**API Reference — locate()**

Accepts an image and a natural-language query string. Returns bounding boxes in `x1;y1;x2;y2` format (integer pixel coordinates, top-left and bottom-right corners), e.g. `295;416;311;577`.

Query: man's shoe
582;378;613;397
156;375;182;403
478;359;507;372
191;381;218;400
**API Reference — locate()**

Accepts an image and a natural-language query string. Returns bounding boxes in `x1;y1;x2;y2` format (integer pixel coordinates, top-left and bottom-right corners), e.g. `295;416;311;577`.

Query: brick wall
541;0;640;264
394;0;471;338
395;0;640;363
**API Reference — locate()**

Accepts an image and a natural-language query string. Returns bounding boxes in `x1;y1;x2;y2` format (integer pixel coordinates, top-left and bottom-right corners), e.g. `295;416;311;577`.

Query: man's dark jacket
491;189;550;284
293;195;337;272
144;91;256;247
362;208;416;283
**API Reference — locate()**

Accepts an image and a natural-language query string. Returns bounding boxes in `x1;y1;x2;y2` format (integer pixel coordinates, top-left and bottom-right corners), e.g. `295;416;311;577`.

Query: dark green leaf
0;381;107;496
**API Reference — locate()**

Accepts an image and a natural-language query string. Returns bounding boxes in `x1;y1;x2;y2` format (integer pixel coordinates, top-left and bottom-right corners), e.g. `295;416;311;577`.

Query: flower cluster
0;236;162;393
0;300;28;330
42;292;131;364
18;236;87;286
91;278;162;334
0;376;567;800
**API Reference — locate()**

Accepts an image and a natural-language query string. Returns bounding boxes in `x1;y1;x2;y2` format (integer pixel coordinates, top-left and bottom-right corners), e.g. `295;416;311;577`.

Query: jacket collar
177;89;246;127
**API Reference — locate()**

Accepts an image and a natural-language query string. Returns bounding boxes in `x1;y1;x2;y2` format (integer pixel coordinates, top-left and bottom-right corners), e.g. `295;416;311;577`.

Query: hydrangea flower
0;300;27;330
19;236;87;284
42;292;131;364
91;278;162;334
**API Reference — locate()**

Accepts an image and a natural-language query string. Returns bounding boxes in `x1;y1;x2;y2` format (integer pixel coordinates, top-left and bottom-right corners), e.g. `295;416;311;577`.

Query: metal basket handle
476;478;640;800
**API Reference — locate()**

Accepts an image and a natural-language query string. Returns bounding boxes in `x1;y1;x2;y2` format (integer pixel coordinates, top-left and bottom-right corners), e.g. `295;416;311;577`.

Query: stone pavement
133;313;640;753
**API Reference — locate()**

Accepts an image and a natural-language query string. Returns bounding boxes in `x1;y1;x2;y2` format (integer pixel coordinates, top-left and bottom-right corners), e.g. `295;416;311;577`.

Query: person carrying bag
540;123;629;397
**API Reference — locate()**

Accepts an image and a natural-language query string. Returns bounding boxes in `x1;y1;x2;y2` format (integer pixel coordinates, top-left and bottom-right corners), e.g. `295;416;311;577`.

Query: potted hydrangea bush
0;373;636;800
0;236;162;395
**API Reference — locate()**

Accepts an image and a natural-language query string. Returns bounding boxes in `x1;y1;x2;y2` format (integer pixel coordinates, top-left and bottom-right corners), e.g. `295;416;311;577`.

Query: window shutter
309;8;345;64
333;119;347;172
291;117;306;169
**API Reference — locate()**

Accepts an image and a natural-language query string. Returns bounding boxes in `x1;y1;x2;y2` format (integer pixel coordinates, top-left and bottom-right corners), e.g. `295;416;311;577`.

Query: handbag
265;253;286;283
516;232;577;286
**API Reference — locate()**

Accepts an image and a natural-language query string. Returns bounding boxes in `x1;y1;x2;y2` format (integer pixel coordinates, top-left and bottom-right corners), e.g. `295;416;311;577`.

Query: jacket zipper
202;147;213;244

◇ ◇ ◇ ◇ ◇

— Set task —
Reproduce every line of the material above verbatim, from the first line through the last.

— Full answer —
**API Reference — locate()**

Accepts an image and a natural-language query string. Returns bounding boxes in `x1;y1;x2;y2` format (integer pixel coordinates, top-left and bottom-right corners), e.g. `295;416;311;577`.

Query: man's shoe
582;378;613;397
156;375;182;403
478;359;507;372
191;381;218;400
**API Reference — locate()**

Accepts an image and a natural-language query string. Returns bounding boxes in `x1;y1;x2;y2` format (integer pixel coordinates, top-left and bottom-right corners), e.g. `295;416;311;577`.

Query: brick wall
541;0;640;264
394;0;471;338
395;0;640;363
**API Reference — locate()**

Accepts an image and a natural-language query string. Returns bounding boxes in `x1;y1;x2;y2` format (integer pixel coordinates, top-left and bottom-right corners), e.g. `295;416;311;577`.

Query: man's dark jacket
491;189;550;284
293;195;337;272
144;91;256;247
362;208;416;283
**API Reference — locate()**

Accepts an image and a natural-language query string. Returns bounding boxes in `x1;y1;x2;y2` format (integer pixel coordinates, top-left and bottom-right corners), e.g. `295;416;311;577`.

Query: dark green leaf
0;381;107;496
**API Reference — locate()**

Accepts an image and a natural-language query string. Returns bounding boxes in `x1;y1;x2;y2` format (integer pixel coordinates, top-left and bottom-right corners), e.g. `295;416;311;577`.

Query: flower cluster
0;236;162;393
0;300;28;330
42;292;131;364
18;236;87;286
91;278;162;334
0;376;567;800
**API Reference — locate()**

Accepts an image and a natural-language query string. Returns bounding boxes in `x1;y1;x2;y2` format (integer pixel coordinates, top-left and bottom-right corners), e.g. `295;416;311;577`.

Query: jacket collar
177;89;246;127
**API Reference — locate()**

Accepts an image and a natural-language query string. Returns bounding boxes in `x1;y1;x2;y2` format (integer pixel coordinates, top-left and bottom-right corners), e.g. `295;416;311;577`.

Query: hydrangea flower
0;300;27;330
19;236;87;284
42;292;131;364
91;278;162;334
**API Reference — locate()**

Accepts an image and a natural-language query string. Returns bounding boxes in `x1;y1;x2;y2` format (integer pixel coordinates, top-left and bottom-right corners), e.g. `295;416;311;577`.

Query: metal basket handle
476;478;640;800
**API Reference — locate()**

Accepts an image and a natural-language query string. Returns bounding boxes in `x1;y1;x2;y2` format (integer pixel coordinates, top-left and bottom-right corners), e.g. `295;416;311;577`.

Query: stone pavement
133;313;640;753
**API Reference — locate()**

Accepts an image and a natural-language query string. Returns bounding boxes in `x1;y1;x2;y2` format (integer pixel coordinates, top-left and bottom-right corners), e.g. `295;416;311;577`.

Query: person carrying bag
540;123;629;397
**API Reference — locate()**

Accepts an image and a natural-language query string. Returns bounding boxes in `x1;y1;x2;y2` format (integer pixel coordinates, top-left and bottom-right corners), e.g. `295;416;311;577`.

Query: potted hydrangea bush
0;373;636;800
0;236;162;395
**API Reference — locate()**

Accepts an image and a natural-language query string. Returns bounding boxes in `x1;y1;x2;y2` format (integer pixel coordinates, top-left and bottom-right corners), e.g. `295;416;311;577`.

Query: window shutter
309;8;345;64
333;119;347;172
291;117;306;169
**API Reference — locate()**

Accepts an image and a natural-language query string. Returns bounding boxes in `x1;y1;x2;y2` format (integer pixel coordinates, top-left and bottom-right corners), e.g. `295;416;311;577`.

Query: handbag
265;253;286;283
516;232;577;286
**API Reference — locate()**

Accepts an image and a natural-language query string. Returns bounding boxes in `x1;y1;x2;y2` format (integer pixel coordinates, top-left and bottom-right corners), e.g. `295;416;311;577`.

Query: jacket zipper
202;147;213;244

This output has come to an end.